▶ **WORK INSTRUCTIONS**
Set down the following items verbatim, from the line containing "Step 1: review the image. Step 2: locate window." up to and including the line containing "[91,78,409,250]".

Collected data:
•••••
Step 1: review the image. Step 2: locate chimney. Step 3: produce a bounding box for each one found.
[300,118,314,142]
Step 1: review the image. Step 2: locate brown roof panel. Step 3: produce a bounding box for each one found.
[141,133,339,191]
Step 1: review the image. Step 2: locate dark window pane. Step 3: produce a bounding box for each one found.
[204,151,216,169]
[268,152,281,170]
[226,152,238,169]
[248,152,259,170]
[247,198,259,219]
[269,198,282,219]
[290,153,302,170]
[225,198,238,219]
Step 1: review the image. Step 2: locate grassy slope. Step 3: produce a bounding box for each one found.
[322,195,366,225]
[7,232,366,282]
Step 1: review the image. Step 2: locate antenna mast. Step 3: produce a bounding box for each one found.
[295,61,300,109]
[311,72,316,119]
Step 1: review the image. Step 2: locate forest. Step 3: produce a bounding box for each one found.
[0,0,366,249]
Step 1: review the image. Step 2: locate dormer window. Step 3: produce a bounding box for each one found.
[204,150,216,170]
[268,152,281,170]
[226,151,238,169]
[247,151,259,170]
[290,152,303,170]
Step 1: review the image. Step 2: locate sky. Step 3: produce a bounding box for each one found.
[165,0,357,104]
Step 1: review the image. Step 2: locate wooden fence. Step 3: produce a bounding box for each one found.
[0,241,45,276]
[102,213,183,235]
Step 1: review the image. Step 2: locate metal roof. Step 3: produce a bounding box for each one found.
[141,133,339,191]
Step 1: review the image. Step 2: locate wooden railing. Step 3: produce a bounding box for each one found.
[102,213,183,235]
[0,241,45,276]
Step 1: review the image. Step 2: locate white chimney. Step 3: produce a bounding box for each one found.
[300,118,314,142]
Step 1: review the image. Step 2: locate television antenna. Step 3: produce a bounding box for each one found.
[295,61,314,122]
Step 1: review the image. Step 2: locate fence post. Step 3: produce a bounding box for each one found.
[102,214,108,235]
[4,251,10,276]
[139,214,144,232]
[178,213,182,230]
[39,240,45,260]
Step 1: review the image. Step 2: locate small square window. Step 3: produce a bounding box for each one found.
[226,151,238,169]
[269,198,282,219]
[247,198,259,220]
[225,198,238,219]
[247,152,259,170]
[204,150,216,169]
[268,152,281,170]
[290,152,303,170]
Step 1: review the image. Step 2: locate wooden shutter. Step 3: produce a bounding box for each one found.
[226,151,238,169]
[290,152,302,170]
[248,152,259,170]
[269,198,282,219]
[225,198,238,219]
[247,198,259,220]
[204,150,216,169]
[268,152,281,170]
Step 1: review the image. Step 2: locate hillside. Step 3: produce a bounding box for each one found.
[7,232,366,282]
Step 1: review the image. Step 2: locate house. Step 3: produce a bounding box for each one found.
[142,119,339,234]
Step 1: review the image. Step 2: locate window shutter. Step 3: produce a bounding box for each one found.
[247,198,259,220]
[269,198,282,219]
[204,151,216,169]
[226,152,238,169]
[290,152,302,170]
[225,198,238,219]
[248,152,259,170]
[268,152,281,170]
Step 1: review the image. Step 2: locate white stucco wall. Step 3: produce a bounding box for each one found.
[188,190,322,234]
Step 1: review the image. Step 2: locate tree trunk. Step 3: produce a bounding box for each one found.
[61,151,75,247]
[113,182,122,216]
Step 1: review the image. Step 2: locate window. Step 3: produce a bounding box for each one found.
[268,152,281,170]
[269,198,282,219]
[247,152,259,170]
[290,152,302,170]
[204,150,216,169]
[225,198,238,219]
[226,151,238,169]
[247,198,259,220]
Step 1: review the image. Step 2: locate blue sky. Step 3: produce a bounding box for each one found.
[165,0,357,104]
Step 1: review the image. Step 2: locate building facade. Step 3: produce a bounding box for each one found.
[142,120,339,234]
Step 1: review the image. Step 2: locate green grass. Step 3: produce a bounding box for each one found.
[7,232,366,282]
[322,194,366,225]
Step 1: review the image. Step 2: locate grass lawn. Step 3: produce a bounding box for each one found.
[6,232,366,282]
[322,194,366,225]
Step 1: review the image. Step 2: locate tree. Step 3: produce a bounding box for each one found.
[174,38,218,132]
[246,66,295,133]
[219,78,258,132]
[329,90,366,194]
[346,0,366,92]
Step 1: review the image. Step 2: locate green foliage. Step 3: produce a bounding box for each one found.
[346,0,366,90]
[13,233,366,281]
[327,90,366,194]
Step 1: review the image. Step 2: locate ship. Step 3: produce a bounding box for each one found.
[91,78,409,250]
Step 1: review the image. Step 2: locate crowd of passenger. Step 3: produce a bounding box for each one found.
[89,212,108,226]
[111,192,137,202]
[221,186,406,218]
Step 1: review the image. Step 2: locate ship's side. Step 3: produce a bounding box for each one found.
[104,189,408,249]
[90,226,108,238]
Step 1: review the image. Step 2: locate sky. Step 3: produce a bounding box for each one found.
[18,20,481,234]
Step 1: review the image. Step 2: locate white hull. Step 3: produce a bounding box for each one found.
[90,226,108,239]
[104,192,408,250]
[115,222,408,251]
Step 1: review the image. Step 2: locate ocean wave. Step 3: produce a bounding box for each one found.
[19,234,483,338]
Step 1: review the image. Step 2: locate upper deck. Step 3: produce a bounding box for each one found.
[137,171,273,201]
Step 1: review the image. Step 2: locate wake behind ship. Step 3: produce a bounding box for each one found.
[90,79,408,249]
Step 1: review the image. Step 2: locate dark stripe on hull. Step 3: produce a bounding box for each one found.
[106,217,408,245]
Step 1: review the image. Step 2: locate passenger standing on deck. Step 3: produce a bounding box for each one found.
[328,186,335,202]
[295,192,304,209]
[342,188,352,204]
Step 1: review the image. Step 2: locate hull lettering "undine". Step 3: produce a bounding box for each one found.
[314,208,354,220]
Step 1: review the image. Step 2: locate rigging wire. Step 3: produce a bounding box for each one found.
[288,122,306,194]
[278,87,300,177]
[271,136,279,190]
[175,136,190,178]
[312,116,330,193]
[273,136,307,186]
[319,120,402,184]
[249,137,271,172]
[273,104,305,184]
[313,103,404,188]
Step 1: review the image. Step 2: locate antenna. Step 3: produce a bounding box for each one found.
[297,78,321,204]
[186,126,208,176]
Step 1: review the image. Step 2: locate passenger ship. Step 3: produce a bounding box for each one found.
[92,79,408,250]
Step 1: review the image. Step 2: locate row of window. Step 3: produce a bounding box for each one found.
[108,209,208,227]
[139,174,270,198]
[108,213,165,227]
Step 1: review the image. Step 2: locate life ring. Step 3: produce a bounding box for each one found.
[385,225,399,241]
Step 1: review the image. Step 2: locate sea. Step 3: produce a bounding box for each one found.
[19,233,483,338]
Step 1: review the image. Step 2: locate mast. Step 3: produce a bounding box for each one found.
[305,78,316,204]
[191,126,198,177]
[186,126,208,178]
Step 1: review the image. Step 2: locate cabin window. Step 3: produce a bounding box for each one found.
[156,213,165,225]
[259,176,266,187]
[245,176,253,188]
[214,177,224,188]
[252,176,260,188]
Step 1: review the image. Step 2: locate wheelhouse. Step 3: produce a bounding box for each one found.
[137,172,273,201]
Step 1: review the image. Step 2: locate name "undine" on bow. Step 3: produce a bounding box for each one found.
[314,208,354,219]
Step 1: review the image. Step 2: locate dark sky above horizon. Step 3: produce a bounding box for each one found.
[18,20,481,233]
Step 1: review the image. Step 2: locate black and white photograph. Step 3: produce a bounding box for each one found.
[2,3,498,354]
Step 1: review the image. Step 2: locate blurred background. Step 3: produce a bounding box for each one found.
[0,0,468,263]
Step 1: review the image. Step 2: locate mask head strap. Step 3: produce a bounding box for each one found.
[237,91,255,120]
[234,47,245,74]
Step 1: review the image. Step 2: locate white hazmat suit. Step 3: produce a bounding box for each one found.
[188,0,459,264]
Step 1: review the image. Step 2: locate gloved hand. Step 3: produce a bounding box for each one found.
•••••
▶ **SOLUTION FOR THIS EXERCISE**
Step 1: review the image. Step 2: locate window. Step 3: produce a bounding box for each one found.
[268,152,281,170]
[269,198,282,219]
[247,152,259,170]
[290,152,302,170]
[204,150,216,169]
[225,198,238,219]
[226,151,238,169]
[247,198,259,220]
Step 1: review the image. Step 2: locate blue sky. Step 3: produce a bounding box for each one found.
[165,0,357,104]
Step 1: review the image. Step 2: locate building facade. Step 3: produce a bounding box for each one found.
[142,120,339,234]
Step 1: review the image. Step 2: locate green grass. Step 3: produce a bounding box for each one found.
[7,232,366,282]
[322,194,366,225]
Step 1: review the image. Step 2: locate grass lawn. Step 3: produce a bounding box for each one found.
[6,232,366,282]
[322,194,366,225]
Step 1: review the image. Step 2: locate tree. Step 3: produce a bounding box for each one found.
[174,38,218,132]
[246,66,295,133]
[219,78,258,132]
[329,90,366,194]
[346,0,366,92]
Step 1: review the image. Step 2: locate green foliage. Step 3: produce a bounding box for each one found.
[346,0,366,90]
[13,233,366,281]
[327,90,366,194]
Step 1: review the image. Step 2: locate ship. Step 3: produce a bounding box for each one found.
[91,78,409,250]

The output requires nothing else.